Collected data:
___

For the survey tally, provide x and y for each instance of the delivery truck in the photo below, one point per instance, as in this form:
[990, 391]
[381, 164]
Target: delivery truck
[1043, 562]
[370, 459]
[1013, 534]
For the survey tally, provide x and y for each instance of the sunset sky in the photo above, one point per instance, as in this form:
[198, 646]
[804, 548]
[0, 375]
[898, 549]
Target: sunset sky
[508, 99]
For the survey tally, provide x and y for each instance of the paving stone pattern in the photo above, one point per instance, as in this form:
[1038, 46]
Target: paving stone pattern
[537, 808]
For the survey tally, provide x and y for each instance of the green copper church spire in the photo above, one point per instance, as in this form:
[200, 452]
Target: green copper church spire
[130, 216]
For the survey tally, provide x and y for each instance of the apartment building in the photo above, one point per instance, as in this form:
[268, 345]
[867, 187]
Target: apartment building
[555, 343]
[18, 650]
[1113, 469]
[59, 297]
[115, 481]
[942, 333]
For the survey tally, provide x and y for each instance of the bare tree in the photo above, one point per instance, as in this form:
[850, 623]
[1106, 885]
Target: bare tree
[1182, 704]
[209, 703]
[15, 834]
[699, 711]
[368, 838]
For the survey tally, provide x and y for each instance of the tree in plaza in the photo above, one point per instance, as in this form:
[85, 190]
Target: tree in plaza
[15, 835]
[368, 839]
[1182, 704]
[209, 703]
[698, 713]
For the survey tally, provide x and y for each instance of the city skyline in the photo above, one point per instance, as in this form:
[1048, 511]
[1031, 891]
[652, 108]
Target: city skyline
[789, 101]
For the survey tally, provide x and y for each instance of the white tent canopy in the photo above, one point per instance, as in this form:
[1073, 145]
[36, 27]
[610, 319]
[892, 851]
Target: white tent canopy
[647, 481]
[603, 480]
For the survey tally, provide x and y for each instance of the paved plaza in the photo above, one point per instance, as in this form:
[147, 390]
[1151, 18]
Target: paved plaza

___

About this exercise » Give the number of lines in the entries above that contain the word "paved", with no accompanying text.

Solution for this task » 2